**CHALLENGE**
Copy each line below exactly and leave the pictures out.

>> Start SOURCE DATA

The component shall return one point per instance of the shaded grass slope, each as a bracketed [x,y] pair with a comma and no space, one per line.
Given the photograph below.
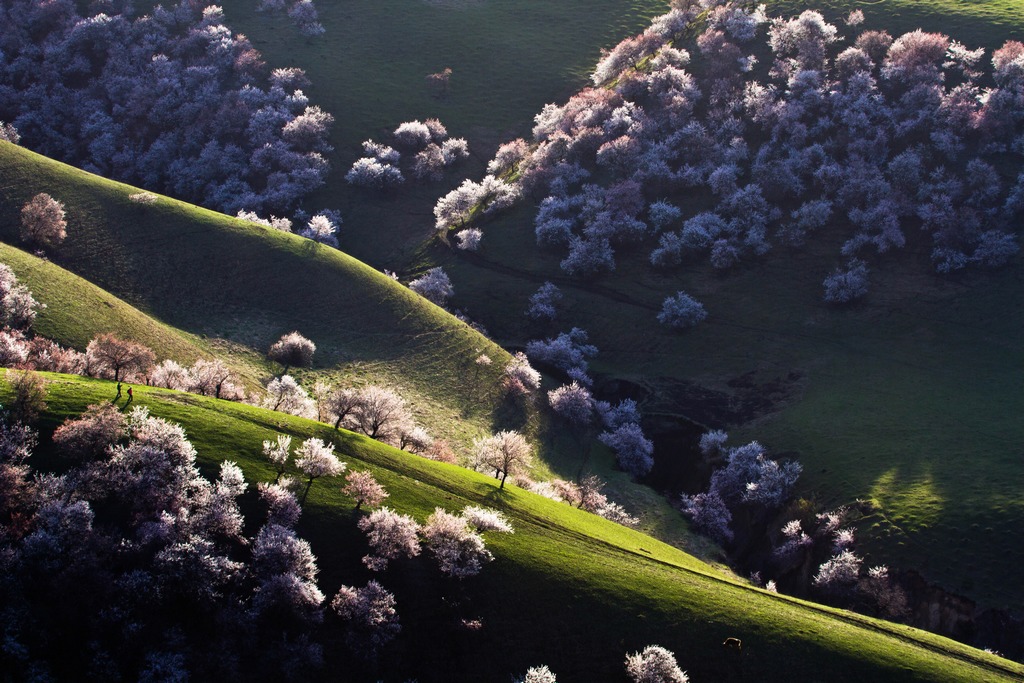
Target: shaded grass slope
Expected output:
[908,400]
[567,589]
[74,310]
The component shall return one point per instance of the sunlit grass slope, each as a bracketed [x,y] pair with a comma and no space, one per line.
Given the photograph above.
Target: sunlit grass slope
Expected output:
[74,310]
[567,589]
[221,279]
[212,274]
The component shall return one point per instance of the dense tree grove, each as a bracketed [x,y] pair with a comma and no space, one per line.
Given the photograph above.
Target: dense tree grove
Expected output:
[171,100]
[748,477]
[842,132]
[428,152]
[131,565]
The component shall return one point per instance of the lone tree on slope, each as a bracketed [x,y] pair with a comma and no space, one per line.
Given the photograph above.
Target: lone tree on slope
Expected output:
[43,221]
[293,349]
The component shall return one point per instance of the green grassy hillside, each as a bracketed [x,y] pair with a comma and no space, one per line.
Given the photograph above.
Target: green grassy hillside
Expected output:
[567,589]
[231,288]
[225,279]
[74,310]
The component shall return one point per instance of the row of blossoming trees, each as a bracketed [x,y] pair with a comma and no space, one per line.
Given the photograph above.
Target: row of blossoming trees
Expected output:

>> End SOURCE DATA

**WRITTEN RESPONSE**
The component shall return one point per instance of the shaded grass slope, each as a bracketed [x,y] pair with a comma and no space, one per line.
Given the photograph below.
Target: shaded grass slope
Expected output:
[908,400]
[567,589]
[74,310]
The component shall return one point per instance of the sunlit grass slope, each as a bracketed [x,y] pair with a comma and no space, one per line.
Given the photograph above.
Target: sunlit grass slope
Expected output:
[74,310]
[567,589]
[221,279]
[212,274]
The component shall return one point per instance of the dense tree grove, each as a bracketed [x,y] pair with a comma and no space, one per line.
Given the photograph above.
Target: dense tree grove
Expected output:
[171,100]
[748,477]
[842,132]
[428,152]
[131,565]
The component shall return one point per instance of the lone tree on slope, each as a bracketed [x,y] pair with a comma and no space, one per line.
Given the photograph above.
Target: lone tree on slope
Expected output:
[43,221]
[293,349]
The component shall return one point per instance of the green grassy hillside, each as a bracketed [x,y] pair with a comma and no space, one per line.
Given the photograph above.
Target: green grassy hillside
Expected output:
[567,589]
[231,288]
[225,279]
[74,310]
The component shall return one point per instance of the row of blossoming trees, each as a bracketed [x,y] pair with a comma and no space, one per line.
Given the photograph above.
Target: row of blossoming trees
Expected output:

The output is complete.